[start INPUT FOR THIS TASK]

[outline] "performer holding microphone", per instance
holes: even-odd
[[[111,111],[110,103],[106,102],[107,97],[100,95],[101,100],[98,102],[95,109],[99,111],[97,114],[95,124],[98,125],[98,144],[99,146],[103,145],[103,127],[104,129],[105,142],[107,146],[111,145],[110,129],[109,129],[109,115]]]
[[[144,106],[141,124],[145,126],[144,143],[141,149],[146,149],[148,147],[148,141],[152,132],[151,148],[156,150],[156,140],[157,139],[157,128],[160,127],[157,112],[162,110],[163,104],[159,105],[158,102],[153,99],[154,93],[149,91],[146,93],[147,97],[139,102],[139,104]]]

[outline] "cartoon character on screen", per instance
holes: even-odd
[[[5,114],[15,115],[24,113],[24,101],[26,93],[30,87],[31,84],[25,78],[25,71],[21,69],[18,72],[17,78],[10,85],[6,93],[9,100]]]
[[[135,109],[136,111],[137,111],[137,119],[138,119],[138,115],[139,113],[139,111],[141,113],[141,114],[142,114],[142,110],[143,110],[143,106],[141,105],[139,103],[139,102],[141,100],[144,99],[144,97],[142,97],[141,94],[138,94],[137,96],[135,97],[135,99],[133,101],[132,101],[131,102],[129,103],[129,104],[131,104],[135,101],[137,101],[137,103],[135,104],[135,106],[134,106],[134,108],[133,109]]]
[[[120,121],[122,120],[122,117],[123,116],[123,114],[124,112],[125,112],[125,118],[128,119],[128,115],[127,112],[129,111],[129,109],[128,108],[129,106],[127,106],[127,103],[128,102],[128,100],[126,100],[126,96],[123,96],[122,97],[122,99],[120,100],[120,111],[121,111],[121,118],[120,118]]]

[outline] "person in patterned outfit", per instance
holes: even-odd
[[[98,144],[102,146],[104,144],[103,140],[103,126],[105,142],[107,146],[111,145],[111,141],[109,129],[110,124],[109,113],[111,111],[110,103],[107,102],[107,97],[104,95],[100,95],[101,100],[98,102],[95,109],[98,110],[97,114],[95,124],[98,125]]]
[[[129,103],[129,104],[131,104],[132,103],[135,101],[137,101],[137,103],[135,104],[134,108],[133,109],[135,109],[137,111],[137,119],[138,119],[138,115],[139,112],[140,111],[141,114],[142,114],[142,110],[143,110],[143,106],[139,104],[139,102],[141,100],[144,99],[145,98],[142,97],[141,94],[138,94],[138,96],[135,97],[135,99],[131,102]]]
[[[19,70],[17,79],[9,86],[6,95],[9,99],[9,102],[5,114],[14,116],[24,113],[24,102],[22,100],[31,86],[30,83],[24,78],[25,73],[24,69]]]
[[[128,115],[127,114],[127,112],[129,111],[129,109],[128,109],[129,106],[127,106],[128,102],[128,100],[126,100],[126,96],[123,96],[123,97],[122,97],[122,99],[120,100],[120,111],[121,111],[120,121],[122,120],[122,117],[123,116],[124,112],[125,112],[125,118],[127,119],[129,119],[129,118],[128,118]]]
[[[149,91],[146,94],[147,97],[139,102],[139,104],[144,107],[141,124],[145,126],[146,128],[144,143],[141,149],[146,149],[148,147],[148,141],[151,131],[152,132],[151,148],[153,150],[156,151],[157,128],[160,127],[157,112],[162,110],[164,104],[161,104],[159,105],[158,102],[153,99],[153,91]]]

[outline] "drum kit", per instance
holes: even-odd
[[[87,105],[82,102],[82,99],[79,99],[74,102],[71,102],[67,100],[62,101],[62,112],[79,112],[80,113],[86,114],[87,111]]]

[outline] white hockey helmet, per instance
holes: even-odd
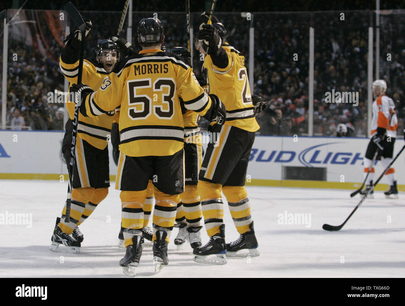
[[[336,131],[338,133],[347,133],[347,127],[344,123],[339,123],[337,125]]]
[[[385,91],[387,90],[387,83],[384,80],[375,80],[373,82],[373,87],[375,86],[379,86],[383,92],[385,92]]]

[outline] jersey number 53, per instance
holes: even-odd
[[[146,119],[152,113],[152,99],[147,94],[138,94],[136,90],[151,88],[151,93],[163,92],[163,88],[168,88],[168,93],[162,93],[162,105],[153,106],[153,112],[160,119],[171,119],[174,114],[175,101],[173,98],[176,91],[176,83],[171,78],[160,77],[152,84],[152,79],[143,79],[129,81],[127,83],[128,90],[128,116],[132,120]],[[164,108],[164,105],[166,107]]]

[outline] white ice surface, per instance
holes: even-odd
[[[117,246],[120,228],[119,191],[107,198],[80,226],[80,253],[49,250],[67,183],[0,180],[0,214],[32,214],[32,227],[0,225],[0,277],[126,277],[118,262],[125,250]],[[368,199],[337,232],[324,223],[341,224],[360,200],[352,190],[248,187],[260,255],[228,257],[224,265],[201,264],[189,248],[169,245],[169,263],[154,273],[151,248],[144,248],[139,276],[152,277],[404,277],[405,195],[386,199],[381,191]],[[239,237],[225,204],[226,240]],[[311,227],[279,224],[279,214],[311,214]],[[108,222],[109,220],[111,222]],[[151,222],[149,225],[151,225]],[[173,230],[171,241],[177,234]],[[204,230],[203,243],[208,241]],[[63,256],[63,257],[61,257]],[[343,263],[344,261],[344,263]]]

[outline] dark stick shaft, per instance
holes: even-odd
[[[400,154],[401,153],[402,153],[402,151],[404,150],[404,149],[405,149],[405,146],[404,146],[402,147],[402,148],[401,149],[401,150],[399,151],[399,152],[398,152],[398,154],[396,154],[396,156],[395,156],[394,159],[393,159],[391,161],[391,163],[390,163],[389,165],[388,165],[388,166],[387,166],[387,167],[385,168],[385,169],[383,171],[382,173],[381,173],[381,175],[379,176],[379,177],[377,179],[377,180],[375,181],[375,182],[371,186],[371,188],[369,190],[368,190],[366,192],[366,194],[365,194],[364,196],[362,198],[361,200],[360,200],[360,201],[358,203],[358,204],[356,206],[356,207],[354,208],[354,209],[353,210],[353,211],[352,212],[352,213],[349,215],[349,216],[347,217],[347,218],[345,220],[345,222],[343,222],[343,223],[342,223],[342,224],[341,224],[338,227],[333,227],[337,228],[336,229],[336,230],[338,230],[338,231],[341,228],[342,228],[342,227],[343,227],[343,225],[344,225],[346,224],[346,223],[347,222],[347,220],[349,219],[350,219],[350,217],[351,217],[353,215],[353,214],[354,213],[354,212],[357,210],[357,209],[360,207],[360,205],[361,205],[363,202],[364,201],[364,200],[366,199],[366,198],[367,198],[367,196],[368,196],[370,194],[370,193],[374,190],[374,187],[375,187],[376,186],[377,186],[377,184],[378,184],[378,182],[379,182],[380,180],[381,180],[381,179],[384,176],[384,175],[385,174],[385,173],[387,171],[388,171],[388,169],[389,169],[391,167],[391,166],[392,165],[392,164],[394,164],[394,162],[395,162],[395,160],[396,160],[396,158],[398,158],[398,156],[399,156]],[[327,225],[324,225],[324,227]]]
[[[84,40],[86,36],[86,25],[83,18],[74,6],[70,2],[65,5],[65,9],[68,12],[70,17],[80,30],[81,33],[81,41],[80,43],[80,55],[79,61],[79,71],[77,73],[77,83],[81,83],[83,73],[83,60],[84,58]],[[66,199],[66,211],[65,212],[65,222],[70,222],[70,207],[72,202],[72,192],[73,190],[73,173],[75,169],[75,161],[76,159],[76,139],[77,137],[77,124],[79,122],[79,105],[75,101],[75,114],[73,120],[73,128],[72,132],[72,148],[70,152],[72,156],[69,163],[69,184],[68,186],[68,194]]]

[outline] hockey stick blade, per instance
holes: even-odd
[[[80,13],[71,2],[68,2],[64,6],[66,13],[69,15],[73,22],[77,26],[80,32],[84,33],[86,30],[86,23],[83,20]]]
[[[334,226],[333,225],[330,225],[329,224],[324,224],[322,226],[322,228],[325,231],[339,231],[342,228],[342,226],[339,225],[339,226]]]
[[[324,229],[325,231],[339,231],[343,227],[343,226],[345,224],[346,224],[346,222],[347,222],[349,219],[350,218],[350,217],[351,217],[353,215],[353,214],[354,214],[354,212],[356,212],[356,211],[357,210],[357,209],[360,207],[360,205],[361,205],[362,203],[364,201],[364,200],[366,199],[366,198],[369,196],[369,195],[370,194],[370,193],[371,193],[373,190],[374,190],[374,187],[375,187],[375,186],[377,186],[377,184],[378,184],[378,182],[381,180],[381,179],[382,178],[383,176],[384,176],[384,175],[385,174],[386,172],[388,171],[388,169],[391,167],[391,166],[392,165],[394,162],[395,161],[395,160],[396,160],[396,159],[398,158],[398,156],[399,156],[399,155],[401,155],[401,154],[402,153],[402,151],[403,151],[404,149],[405,149],[405,146],[404,146],[402,147],[402,148],[399,150],[399,152],[398,152],[398,153],[397,154],[395,158],[392,160],[391,161],[391,162],[389,163],[388,166],[387,166],[387,167],[384,169],[384,171],[383,171],[382,173],[381,173],[381,175],[379,176],[379,177],[378,178],[377,180],[375,181],[375,182],[374,183],[374,184],[373,184],[372,185],[371,185],[371,188],[370,188],[369,189],[368,189],[367,191],[366,192],[364,196],[363,196],[363,197],[360,200],[360,201],[358,202],[358,203],[356,205],[356,207],[354,208],[354,209],[353,210],[353,211],[351,213],[350,215],[349,215],[349,216],[346,218],[344,222],[343,222],[343,223],[341,224],[340,225],[339,225],[338,226],[333,226],[333,225],[330,225],[329,224],[324,224],[323,226],[322,226],[322,228]]]
[[[125,4],[124,5],[124,9],[122,11],[122,15],[121,15],[121,19],[119,21],[119,25],[118,26],[118,30],[117,31],[117,36],[119,36],[121,34],[121,31],[122,30],[122,26],[124,24],[124,21],[125,20],[125,17],[126,16],[126,12],[128,10],[128,4],[129,3],[129,0],[125,1]]]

[end INPUT FOR THIS TASK]

INSTRUCTION >>
Tally the lines in the records above that contain the string "hockey", treating the match as case-sensitive. Reply with the count alone.

RESPONSE BELOW >>
2